── EXTRACTED INFORMATION
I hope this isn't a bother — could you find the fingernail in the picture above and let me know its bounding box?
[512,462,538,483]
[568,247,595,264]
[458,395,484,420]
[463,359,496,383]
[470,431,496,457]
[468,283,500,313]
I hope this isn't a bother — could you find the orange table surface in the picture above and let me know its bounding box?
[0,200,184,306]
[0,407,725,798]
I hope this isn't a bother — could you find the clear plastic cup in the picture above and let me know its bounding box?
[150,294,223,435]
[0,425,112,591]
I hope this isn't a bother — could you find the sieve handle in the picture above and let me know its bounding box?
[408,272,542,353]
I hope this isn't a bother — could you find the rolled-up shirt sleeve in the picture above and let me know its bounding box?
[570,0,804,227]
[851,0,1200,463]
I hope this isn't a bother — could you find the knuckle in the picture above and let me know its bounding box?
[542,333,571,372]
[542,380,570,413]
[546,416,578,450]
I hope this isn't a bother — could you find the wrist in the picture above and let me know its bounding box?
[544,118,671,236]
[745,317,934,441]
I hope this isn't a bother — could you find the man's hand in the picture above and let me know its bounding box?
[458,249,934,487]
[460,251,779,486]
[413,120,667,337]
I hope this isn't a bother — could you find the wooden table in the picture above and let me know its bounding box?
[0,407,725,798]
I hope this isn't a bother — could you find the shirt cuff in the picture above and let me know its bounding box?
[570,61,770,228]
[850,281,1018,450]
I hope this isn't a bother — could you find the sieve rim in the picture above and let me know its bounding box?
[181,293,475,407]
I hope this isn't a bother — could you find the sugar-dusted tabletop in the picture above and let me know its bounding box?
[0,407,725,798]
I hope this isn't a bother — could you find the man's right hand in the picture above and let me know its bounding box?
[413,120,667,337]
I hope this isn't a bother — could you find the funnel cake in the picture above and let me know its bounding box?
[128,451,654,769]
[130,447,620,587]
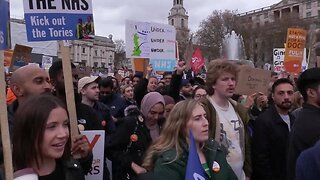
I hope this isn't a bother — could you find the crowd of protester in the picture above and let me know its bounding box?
[0,60,320,180]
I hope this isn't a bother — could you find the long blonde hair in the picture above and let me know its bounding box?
[142,99,200,170]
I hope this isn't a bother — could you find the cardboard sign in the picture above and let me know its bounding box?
[126,21,176,71]
[41,56,53,71]
[284,28,307,73]
[81,131,105,180]
[235,66,271,95]
[23,0,94,41]
[76,66,92,79]
[0,0,11,50]
[150,59,177,72]
[273,48,285,73]
[11,44,32,71]
[273,48,308,73]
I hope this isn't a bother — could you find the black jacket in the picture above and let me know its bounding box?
[287,103,320,180]
[105,116,152,180]
[252,105,294,180]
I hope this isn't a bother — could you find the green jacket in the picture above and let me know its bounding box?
[202,98,252,177]
[153,139,237,180]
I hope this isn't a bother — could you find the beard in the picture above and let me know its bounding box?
[275,101,292,110]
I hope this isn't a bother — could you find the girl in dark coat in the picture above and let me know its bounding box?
[12,95,84,180]
[106,92,165,180]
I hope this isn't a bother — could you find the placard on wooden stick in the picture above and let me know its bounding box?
[0,50,13,180]
[235,66,271,95]
[59,41,79,136]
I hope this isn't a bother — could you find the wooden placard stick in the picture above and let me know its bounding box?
[59,41,79,137]
[0,50,13,180]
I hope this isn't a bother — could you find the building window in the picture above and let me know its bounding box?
[306,12,311,18]
[306,2,311,9]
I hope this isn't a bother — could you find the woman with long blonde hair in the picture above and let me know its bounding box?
[142,99,237,180]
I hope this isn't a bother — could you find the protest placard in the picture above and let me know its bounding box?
[76,66,92,79]
[10,44,32,71]
[284,28,307,73]
[0,0,11,50]
[0,0,13,180]
[235,66,271,95]
[23,0,94,41]
[41,55,53,71]
[81,131,105,180]
[126,21,176,71]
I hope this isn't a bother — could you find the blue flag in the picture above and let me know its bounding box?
[185,130,206,180]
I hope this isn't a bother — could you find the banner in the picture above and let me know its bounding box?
[10,44,32,71]
[273,48,308,73]
[0,0,11,50]
[191,48,204,74]
[81,130,105,180]
[41,55,53,71]
[284,28,307,73]
[273,48,285,73]
[126,21,176,71]
[23,0,94,41]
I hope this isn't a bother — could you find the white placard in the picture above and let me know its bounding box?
[81,130,105,180]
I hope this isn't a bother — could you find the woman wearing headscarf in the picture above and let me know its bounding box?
[106,92,165,180]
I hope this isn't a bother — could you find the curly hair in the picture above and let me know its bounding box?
[206,59,238,96]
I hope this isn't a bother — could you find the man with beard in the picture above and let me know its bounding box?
[8,64,92,174]
[78,76,115,135]
[99,76,126,118]
[8,64,52,131]
[252,78,294,180]
[49,61,101,130]
[287,68,320,180]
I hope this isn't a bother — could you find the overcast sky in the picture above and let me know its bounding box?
[10,0,280,39]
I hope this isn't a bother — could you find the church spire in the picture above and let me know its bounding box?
[173,0,183,6]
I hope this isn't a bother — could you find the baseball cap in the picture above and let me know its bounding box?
[78,76,100,93]
[180,79,190,88]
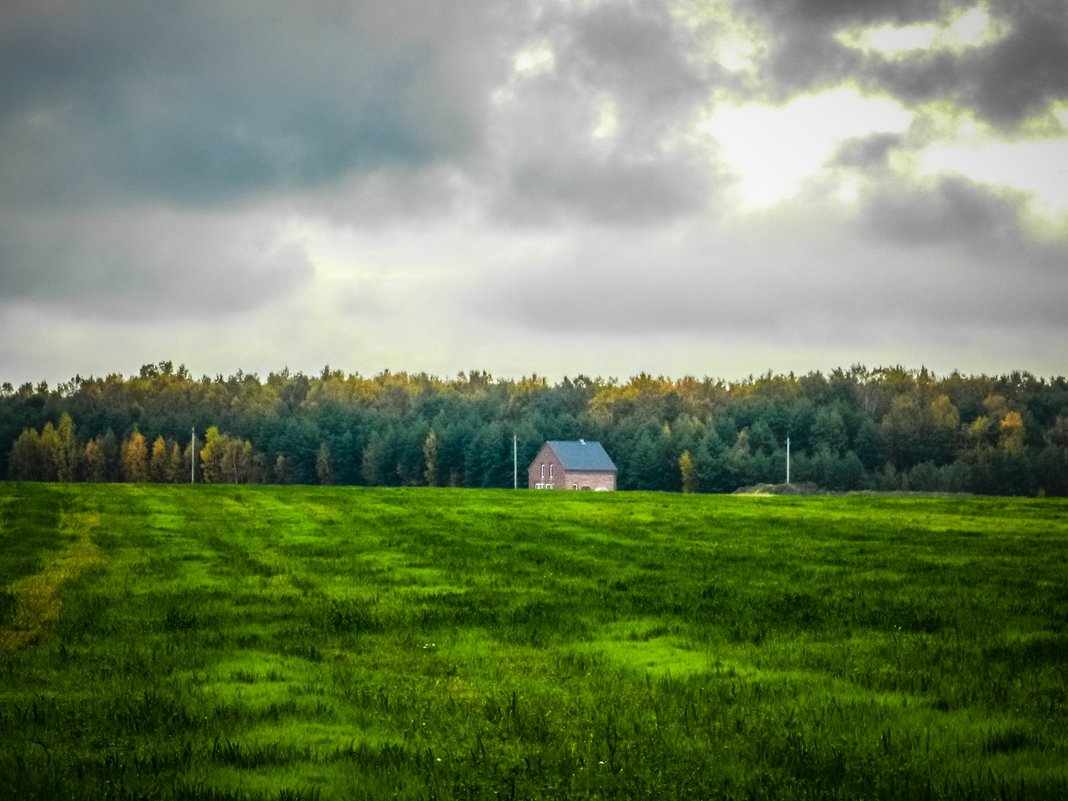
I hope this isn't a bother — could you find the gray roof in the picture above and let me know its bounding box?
[546,439,615,472]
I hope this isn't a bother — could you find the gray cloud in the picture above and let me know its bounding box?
[738,0,1068,128]
[0,210,312,321]
[859,175,1068,269]
[0,1,516,210]
[496,2,716,222]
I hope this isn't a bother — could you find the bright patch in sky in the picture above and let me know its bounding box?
[513,43,556,75]
[837,7,996,57]
[701,88,912,207]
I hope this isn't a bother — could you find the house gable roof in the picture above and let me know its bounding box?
[546,439,615,473]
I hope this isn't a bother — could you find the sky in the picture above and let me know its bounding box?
[0,0,1068,386]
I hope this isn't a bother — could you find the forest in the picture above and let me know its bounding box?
[0,361,1068,496]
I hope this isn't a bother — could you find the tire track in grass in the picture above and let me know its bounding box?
[0,512,100,650]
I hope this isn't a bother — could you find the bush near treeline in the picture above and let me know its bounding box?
[0,362,1068,496]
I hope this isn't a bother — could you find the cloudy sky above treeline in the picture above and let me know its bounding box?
[0,0,1068,384]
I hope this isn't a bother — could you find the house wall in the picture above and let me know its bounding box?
[527,444,615,492]
[556,471,615,492]
[527,444,565,489]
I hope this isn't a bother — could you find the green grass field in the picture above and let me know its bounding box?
[0,484,1068,801]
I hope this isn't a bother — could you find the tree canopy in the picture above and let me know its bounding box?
[0,362,1068,496]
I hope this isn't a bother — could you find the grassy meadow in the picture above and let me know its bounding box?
[0,484,1068,801]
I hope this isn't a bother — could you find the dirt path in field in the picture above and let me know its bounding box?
[0,512,100,650]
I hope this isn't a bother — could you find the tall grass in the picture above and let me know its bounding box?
[0,485,1068,801]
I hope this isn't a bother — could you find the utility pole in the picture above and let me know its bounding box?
[786,437,790,484]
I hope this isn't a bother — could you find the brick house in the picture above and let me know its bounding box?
[527,439,616,491]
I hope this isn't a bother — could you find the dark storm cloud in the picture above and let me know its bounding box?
[0,1,512,210]
[738,0,1068,128]
[860,176,1068,261]
[498,2,718,222]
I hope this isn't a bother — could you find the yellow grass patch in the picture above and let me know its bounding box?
[0,512,100,650]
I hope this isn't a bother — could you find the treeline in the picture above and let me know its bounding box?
[0,362,1068,496]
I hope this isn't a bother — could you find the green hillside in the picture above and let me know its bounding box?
────
REQUEST:
Starting with the line containing "find the bush" and continuing through the line containing "[527,439,616,491]", reproduce only those lines of the records with "utility pole" swapped for "telephone pole" and everything else left unchanged.

EXERCISE RESULT:
I hope this isn't a bother — could you find the bush near treeline in the picture above and let me know its bounding box?
[0,362,1068,496]
I hope this isn't a bother — could you find the cloudy sky above treeline in the picture above and let me know its bounding box?
[0,0,1068,384]
I hope this isn't a bother — could you find the house wall in the picture above and let me know its bounding box?
[527,444,615,492]
[556,471,615,492]
[527,444,565,489]
I hope this isn't a bother — could you find the green grass field in the picture above and let me know its bounding box?
[0,484,1068,801]
I hope this isn't a bother — could you find the tree canopy in the picture above and let me know its bounding box?
[0,362,1068,496]
I hope this isn't a bother — could you find the grassy meadow in the picture above and let me know its bounding box?
[0,484,1068,801]
I hope this isn't a bother — could you find the dirt path in field in the picture above and let me know its bounding box?
[0,512,100,650]
I hope this isn't a bother — could you find the tall grass in the picture above and let me know its bounding box?
[0,485,1068,801]
I hope this isn't a bother — could you find the telephone pole in the picture above and let me know its bounding box?
[786,437,790,484]
I hope this isn't a bother — could you find the brick house in the picture above and let me know its bounding box?
[527,439,616,491]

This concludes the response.